Excerpts of location labeling data:
^^^^^^^^^^^^^^^^
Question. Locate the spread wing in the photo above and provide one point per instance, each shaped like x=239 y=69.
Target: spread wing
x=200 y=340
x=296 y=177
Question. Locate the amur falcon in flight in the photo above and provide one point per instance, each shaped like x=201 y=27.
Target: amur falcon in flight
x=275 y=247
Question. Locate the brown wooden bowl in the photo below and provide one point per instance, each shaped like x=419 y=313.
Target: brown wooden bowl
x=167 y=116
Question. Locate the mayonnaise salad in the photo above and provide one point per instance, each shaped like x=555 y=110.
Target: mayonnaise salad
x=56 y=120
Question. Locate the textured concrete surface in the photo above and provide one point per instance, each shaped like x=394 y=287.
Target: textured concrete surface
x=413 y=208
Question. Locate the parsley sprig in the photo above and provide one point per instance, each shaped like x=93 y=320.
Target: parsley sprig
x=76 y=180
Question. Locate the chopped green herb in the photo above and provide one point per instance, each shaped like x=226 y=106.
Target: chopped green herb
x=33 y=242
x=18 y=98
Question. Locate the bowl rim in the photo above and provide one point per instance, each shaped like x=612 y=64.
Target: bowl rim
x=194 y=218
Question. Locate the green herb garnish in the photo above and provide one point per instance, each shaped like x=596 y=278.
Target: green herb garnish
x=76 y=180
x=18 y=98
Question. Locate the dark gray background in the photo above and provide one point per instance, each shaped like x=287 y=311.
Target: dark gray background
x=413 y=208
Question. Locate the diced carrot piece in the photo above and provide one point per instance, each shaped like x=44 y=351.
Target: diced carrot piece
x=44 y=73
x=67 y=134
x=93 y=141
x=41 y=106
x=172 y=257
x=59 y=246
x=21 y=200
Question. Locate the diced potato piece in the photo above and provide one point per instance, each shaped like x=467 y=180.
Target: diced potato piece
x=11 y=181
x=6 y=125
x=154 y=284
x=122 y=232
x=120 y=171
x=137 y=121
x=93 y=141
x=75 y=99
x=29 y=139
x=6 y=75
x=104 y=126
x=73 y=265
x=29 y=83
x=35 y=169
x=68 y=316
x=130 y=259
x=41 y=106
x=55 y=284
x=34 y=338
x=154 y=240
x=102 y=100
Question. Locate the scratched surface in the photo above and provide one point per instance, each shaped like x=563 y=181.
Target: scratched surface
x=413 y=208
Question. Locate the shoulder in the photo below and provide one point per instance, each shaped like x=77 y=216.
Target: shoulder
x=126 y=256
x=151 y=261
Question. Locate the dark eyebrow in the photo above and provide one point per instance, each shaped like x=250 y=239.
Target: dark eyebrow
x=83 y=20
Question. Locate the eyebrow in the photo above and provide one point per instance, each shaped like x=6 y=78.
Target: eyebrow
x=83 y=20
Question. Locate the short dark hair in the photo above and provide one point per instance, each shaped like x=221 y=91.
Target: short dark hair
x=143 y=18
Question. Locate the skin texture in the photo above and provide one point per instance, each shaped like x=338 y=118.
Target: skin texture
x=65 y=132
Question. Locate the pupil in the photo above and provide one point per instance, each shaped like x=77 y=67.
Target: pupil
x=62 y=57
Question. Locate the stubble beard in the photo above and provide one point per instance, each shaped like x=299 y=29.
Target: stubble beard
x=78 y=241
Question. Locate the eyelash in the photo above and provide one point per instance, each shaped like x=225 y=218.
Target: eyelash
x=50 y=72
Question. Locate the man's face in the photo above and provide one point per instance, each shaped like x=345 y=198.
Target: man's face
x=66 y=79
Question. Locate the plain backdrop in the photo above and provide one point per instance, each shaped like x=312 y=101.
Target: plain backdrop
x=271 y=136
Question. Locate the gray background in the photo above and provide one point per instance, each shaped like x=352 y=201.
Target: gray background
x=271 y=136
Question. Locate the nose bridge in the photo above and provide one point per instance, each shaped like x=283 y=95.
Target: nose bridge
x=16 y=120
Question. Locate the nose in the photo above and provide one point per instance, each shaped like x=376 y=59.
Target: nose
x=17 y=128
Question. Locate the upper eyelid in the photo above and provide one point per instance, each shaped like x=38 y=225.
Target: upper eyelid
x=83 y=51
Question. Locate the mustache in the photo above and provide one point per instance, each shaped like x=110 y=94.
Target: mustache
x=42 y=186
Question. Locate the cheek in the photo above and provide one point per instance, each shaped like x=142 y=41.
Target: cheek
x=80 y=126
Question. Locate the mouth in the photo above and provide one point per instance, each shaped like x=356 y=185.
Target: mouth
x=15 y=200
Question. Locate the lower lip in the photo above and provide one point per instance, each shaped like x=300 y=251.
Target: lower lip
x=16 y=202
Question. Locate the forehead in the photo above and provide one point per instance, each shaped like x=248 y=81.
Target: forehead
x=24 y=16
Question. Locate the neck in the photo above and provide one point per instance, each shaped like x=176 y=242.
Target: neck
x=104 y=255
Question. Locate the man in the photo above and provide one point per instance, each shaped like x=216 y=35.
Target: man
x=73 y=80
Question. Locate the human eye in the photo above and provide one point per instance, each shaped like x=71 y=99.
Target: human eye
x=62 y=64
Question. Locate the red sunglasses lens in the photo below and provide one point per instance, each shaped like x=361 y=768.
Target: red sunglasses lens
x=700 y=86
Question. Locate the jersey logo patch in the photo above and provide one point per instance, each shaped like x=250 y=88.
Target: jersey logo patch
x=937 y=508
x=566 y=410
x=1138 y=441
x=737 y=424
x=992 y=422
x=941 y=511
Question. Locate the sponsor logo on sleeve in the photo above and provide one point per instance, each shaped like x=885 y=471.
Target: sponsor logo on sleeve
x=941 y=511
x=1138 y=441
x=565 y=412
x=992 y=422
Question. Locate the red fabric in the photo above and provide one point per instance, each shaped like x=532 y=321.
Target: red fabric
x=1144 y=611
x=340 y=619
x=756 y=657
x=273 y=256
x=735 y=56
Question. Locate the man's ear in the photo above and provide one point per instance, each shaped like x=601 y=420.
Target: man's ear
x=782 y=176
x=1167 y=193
^^^^^^^^^^^^^^^^
▶ _The problem_:
Quote all the records exactly, please, leaving none out.

▶ _Task result_:
Question. Locate the spread wing in the photo above and provide one point per instance, each shaped like x=239 y=69.
Target: spread wing
x=200 y=340
x=296 y=177
Question. Locate the amur falcon in flight in the photo above and provide one point per instance, each shaped like x=201 y=27.
Target: amur falcon in flight
x=275 y=247
Question. Locate the brown wooden bowl in the photo below and provide one point per instance, each shaped like x=419 y=313.
Target: brown wooden bowl
x=167 y=116
Question. Locate the mayonnaise salad in the photo above and provide one point per instance, each shaped like x=555 y=110.
Target: mayonnaise salad
x=56 y=120
Question. Locate the textured concrete surface in the photo above and provide one point per instance, each shaped like x=394 y=287.
Target: textured concrete surface
x=413 y=208
Question. Locate the parsley sprig in the photo above and provide one point per instance, each shaped like x=93 y=320.
Target: parsley sprig
x=76 y=180
Question. Locate the chopped green herb in the photo above and provide one point per instance, each shaped like x=226 y=106.
Target: chopped green herb
x=33 y=242
x=18 y=98
Question. Locate the bowl rim in the photo above and provide one point per instance, each shaped like x=612 y=64.
Target: bowl rim
x=194 y=218
Question. Locate the green herb garnish in the photo above and provide one point per instance, each shaped like x=596 y=278.
Target: green herb garnish
x=76 y=180
x=18 y=98
Question. Locate the dark gray background in the photo above and provide one point per instance, each shaped like x=287 y=311.
Target: dark gray background
x=413 y=208
Question. Locate the diced carrot piece in the photo above and provide one point per instance, each shaped like x=44 y=351.
Target: diced carrot piece
x=44 y=73
x=67 y=134
x=93 y=141
x=41 y=106
x=172 y=257
x=59 y=246
x=21 y=200
Question. Locate the diced potato piece in the photo above and provide one point per instance, each shaped like x=467 y=180.
Target: diced potato piece
x=11 y=181
x=6 y=125
x=154 y=284
x=122 y=232
x=120 y=171
x=137 y=121
x=93 y=141
x=75 y=99
x=29 y=139
x=6 y=75
x=104 y=126
x=73 y=265
x=29 y=83
x=35 y=169
x=68 y=316
x=130 y=259
x=41 y=106
x=55 y=284
x=34 y=338
x=154 y=240
x=102 y=100
Question. Locate the scratched surface in the photo above and provide one point per instance, each shaped like x=563 y=181.
Target: scratched surface
x=413 y=208
Question. Locate the shoulder in the photo below and provide one point per instance, each shaped like x=77 y=216.
Target: shoulder
x=126 y=256
x=151 y=261
Question. Locate the dark eyebrow in the photo above and provide one point per instance, each shaped like x=250 y=239.
Target: dark eyebrow
x=83 y=20
Question. Locate the eyebrow in the photo above and provide one point per instance, each shaped like x=6 y=78.
Target: eyebrow
x=83 y=20
Question. Locate the short dark hair in the photo above and provide one point per instance, each shaped like x=221 y=91.
Target: short dark hair
x=143 y=18
Question. Locate the skin texture in the photo above and provide one point per instance, each shaped like x=338 y=118.
Target: skin texture
x=65 y=132
Question. Locate the pupil in the photo above and provide one point per instance, each shaped like x=77 y=67.
Target: pupil
x=62 y=57
Question. Locate the stubble beard in the photo above and provide one point per instance, each shaped like x=299 y=29.
Target: stubble beard
x=78 y=241
Question. Locate the eyelash in the photo above and provide one point per instance, each shaped like x=225 y=218.
Target: eyelash
x=50 y=72
Question. Locate the man's face in the photo above and provide one point per instance, each shaped like x=345 y=198.
Target: man's face
x=66 y=79
Question. Locate the plain backdrop in the photo above and provide one point per instance, each shaped like x=312 y=101.
Target: plain backdrop
x=271 y=136
Question. Locate the gray background in the photo above and provide one point per instance, each shaped like x=352 y=201.
Target: gray background
x=271 y=136
Question. Locate the nose bridge in the photo above and provide one point per instance, each shaped like x=283 y=95.
Target: nose bridge
x=16 y=120
Question. Locate the nose in the photo above and provide one point per instance, each shaped like x=376 y=59.
Target: nose
x=17 y=128
Question. Locate the upper eyelid in the photo above and provide one point per instance, each shaped like x=38 y=225.
Target: upper eyelid
x=83 y=51
Question. Locate the mustache in the photo above and provide one point per instance, each shaped like x=110 y=94.
Target: mustache
x=42 y=186
Question. Locate the cheek in the photo above and provide one point per instance, each shaped like x=142 y=41.
Target: cheek
x=80 y=126
Question. Locate the mouth in the photo above and provide one point per instance, each shaped like x=356 y=185.
Target: mouth
x=15 y=200
Question. Locate the lower lip in the photo above and provide one point per instance, each shaped like x=300 y=251.
Target: lower lip
x=16 y=202
Question. Locate the forehead in the photo above and provide one point per instance, each shaped like x=248 y=81.
Target: forehead
x=24 y=16
Question. Locate the neck in the photo above and provide one point per instance, each shaped like x=176 y=242.
Target: neck
x=104 y=255
Question. Locate the man in the photo above and provide one point per instance, each shaped like x=216 y=35.
Target: man
x=73 y=80
Question. Locate the human eye in the photo above and provide one point per instance, each shaped like x=71 y=99.
Target: human eye
x=62 y=64
Question. Locate the red sunglasses lens in the photo below and provide one point per instance, each shaped like x=361 y=768.
Target: red sunglasses lens
x=700 y=86
Question. Locate the jersey logo patch in the photo above and provide one point per instance, each shaped like x=250 y=88.
Target: jersey logo patch
x=937 y=508
x=566 y=410
x=1138 y=441
x=737 y=424
x=992 y=422
x=941 y=511
Question. Locate the sponsor logo on sleeve in the photo above and provide one point per instance, each shaped like x=885 y=471.
Target: sponsor logo on sleeve
x=941 y=511
x=1138 y=441
x=565 y=412
x=992 y=422
Question. Locate the red fabric in the photo above and provide one point per instance, each shaped like x=532 y=321.
Target: red fabric
x=1144 y=611
x=340 y=619
x=756 y=657
x=273 y=256
x=735 y=56
Question. Locate the man's ear in the photo above and provide one point per instance, each shaped like x=601 y=420.
Target: man's ear
x=782 y=176
x=1167 y=193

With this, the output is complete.